Another in my series of poetic articles for the Versopolis Review. This one on Cruelty, and revealing my surprisingly deep knowledge of torture. This book here began my research into the human creativity of creating unimaginable pain.
“Did you know, for example, the Roman’s had five variations of the crucifix? This is nothing. They did so much more with suffering.
Did you know, for example, Plutarch describes The Boat thus, “The execution is performed like this: two boats are used that exactly fit. The prisoner is put on his back in one of them. He is offered food and he is drenched with a mixture of milk and honey. It is poured across his face. They keep his face turned to the sun and it becomes covered by the swarms of flies that settle. Then the other boat is laid on top. He is left for the rats and insects and vermin to prey upon him and slowly eat him away, from the bowels out. It took Mithridates 17 days to die. When the upper boat was lifted his body was a mass of maggots.” But this is something like dubious historical record.
Did you know, for example, a human skull from nearly 3000 years ago has been found to have been scalped, ritually? A knife drawn across the forehead and the skin of the head ripped off with a grip of the hair. But this is something like dating technology.
Did you know, for example, that Timur would behead those who resisted his sieges and make towers of their skulls? An eye-witness counted more than 28 towers constructed of about 1,500 heads each after one siege. But this is nothing, there is one story, probably apocryphal, whereby he ordered his chief architect to build a minaret of living human bodies, to be cemented together, with the bottom body still alive when the top was laid in place.
Did you know, for example, in Ernst G. Jung’s A small cultural history of the skin notes that the typical causes of death due to flaying was shock, critical loss of blood or other body fluids, hypothermia, or infections, and that the actual death after being skinned alive was estimated to occur from a few hours up to a few days after the flaying itself. Already from the times of Ashurnasirpal II (883-859 BC) the practice of flaying was displayed and commemorated in both carvings and official royal edicts.

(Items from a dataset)
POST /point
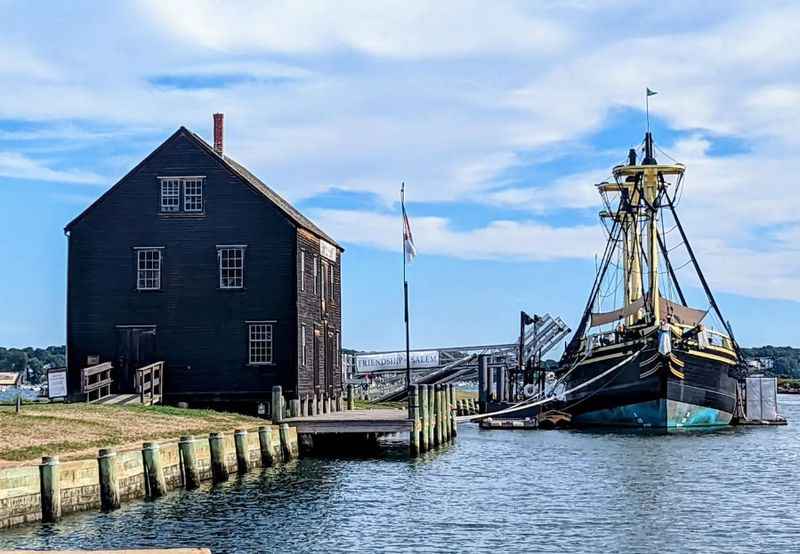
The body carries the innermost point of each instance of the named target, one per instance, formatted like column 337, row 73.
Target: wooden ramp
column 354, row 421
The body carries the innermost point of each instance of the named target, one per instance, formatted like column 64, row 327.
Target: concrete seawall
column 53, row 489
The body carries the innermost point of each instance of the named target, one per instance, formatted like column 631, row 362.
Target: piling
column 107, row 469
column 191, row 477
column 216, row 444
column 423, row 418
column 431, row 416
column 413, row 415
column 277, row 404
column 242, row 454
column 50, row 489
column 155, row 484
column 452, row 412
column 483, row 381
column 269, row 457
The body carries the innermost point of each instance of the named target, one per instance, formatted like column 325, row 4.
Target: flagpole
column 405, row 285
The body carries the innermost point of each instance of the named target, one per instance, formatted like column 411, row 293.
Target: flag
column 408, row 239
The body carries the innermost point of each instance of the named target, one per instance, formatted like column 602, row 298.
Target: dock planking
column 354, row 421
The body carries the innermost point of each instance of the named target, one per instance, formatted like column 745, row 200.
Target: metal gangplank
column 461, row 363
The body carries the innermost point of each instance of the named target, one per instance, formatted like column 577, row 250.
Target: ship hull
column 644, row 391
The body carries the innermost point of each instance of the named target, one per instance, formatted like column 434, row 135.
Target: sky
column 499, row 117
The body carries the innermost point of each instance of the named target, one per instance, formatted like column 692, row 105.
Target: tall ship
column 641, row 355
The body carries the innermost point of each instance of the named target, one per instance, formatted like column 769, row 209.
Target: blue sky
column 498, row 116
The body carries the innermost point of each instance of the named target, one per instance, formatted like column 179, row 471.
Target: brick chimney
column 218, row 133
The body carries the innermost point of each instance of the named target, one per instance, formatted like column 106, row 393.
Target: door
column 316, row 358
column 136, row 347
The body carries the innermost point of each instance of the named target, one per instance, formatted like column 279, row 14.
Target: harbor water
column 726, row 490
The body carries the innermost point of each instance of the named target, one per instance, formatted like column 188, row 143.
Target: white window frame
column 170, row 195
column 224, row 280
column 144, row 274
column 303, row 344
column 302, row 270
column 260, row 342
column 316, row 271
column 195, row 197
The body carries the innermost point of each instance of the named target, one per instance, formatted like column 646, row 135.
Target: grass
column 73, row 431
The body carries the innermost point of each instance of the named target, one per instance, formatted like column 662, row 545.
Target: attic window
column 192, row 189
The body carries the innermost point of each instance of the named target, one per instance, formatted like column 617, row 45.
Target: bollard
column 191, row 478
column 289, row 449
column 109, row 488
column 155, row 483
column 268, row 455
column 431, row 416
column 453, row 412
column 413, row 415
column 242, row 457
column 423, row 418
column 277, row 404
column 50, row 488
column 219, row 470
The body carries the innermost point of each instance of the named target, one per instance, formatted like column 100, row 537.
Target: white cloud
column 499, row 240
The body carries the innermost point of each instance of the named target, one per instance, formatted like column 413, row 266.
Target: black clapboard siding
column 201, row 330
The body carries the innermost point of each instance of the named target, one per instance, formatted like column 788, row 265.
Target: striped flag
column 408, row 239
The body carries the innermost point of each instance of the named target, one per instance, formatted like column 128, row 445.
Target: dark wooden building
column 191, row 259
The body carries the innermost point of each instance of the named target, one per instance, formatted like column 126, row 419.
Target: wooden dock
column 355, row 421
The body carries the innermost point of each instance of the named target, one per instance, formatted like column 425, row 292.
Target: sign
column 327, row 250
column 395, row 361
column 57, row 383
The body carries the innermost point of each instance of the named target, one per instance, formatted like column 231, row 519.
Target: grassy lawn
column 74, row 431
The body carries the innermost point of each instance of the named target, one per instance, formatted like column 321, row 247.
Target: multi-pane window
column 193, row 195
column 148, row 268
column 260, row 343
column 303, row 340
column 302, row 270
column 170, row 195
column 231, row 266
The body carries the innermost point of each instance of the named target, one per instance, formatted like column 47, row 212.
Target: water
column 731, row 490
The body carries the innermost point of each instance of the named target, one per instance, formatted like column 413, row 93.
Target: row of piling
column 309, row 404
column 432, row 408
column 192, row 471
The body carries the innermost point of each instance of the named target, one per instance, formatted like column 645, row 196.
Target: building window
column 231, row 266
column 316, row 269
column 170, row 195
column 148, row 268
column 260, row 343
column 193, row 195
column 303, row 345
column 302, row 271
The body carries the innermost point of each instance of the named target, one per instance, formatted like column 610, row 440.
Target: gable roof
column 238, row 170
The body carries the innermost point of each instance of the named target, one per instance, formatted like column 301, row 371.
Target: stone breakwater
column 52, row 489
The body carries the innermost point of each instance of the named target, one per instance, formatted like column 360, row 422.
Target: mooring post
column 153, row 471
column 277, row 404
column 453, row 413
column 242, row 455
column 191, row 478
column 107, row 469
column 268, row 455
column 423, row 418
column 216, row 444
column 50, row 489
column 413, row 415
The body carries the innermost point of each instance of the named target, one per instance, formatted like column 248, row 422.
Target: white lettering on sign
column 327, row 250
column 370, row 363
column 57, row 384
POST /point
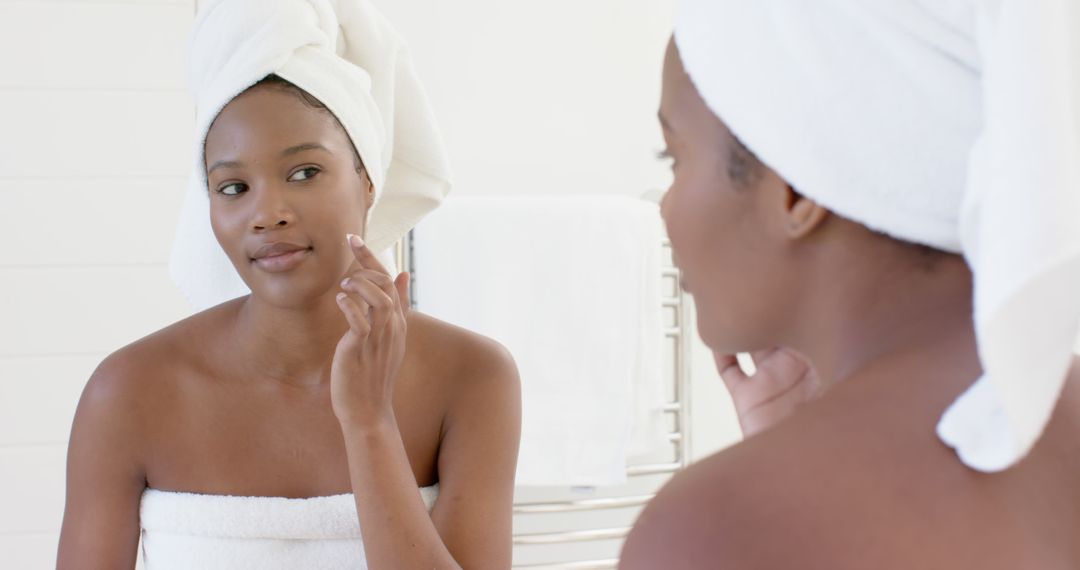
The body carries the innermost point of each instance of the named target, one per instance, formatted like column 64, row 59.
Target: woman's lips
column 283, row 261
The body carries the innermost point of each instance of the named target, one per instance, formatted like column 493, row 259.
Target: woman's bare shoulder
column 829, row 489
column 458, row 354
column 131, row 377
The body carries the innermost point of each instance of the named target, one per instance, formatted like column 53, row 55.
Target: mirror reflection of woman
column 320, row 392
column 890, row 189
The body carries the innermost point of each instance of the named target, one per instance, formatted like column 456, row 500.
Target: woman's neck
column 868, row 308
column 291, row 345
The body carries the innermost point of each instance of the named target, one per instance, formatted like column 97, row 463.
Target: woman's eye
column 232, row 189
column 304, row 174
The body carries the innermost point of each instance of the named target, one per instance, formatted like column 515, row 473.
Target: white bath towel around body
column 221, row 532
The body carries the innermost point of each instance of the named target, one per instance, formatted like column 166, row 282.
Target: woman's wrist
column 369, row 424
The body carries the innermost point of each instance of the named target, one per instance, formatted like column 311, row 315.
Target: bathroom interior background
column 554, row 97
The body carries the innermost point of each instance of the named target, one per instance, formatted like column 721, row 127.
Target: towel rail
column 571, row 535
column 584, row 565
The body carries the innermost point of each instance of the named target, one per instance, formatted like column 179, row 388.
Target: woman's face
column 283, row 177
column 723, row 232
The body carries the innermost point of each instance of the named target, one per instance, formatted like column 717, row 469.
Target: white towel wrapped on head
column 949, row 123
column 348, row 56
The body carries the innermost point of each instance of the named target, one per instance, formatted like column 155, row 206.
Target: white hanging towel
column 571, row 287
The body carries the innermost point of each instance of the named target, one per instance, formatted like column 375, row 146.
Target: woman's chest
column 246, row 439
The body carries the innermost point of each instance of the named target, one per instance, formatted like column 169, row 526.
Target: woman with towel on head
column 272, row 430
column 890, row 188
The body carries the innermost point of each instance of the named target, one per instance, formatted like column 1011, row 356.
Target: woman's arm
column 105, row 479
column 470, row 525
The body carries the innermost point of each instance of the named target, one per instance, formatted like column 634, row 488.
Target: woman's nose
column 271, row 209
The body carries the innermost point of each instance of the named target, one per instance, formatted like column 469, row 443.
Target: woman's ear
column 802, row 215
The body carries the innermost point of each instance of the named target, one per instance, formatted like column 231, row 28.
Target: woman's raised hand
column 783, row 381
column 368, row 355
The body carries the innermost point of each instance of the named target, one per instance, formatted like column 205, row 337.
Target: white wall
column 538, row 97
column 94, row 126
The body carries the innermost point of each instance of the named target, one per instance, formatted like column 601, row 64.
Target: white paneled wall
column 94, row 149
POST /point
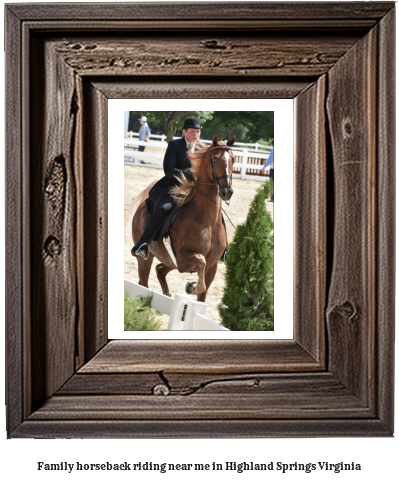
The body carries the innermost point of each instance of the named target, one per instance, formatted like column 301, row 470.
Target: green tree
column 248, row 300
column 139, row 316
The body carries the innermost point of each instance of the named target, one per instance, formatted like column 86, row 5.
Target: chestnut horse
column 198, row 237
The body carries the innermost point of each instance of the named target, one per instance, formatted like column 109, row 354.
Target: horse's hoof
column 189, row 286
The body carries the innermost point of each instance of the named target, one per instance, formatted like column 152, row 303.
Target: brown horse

ASSIGNMENT:
Please write out the passage on cruelty word for word, beginning at the words "Did you know, for example, a" and stopping after "like dating technology.".

OUTPUT OF THE TASK:
Did you know, for example, a human skull from nearly 3000 years ago has been found to have been scalped, ritually? A knife drawn across the forehead and the skin of the head ripped off with a grip of the hair. But this is something like dating technology.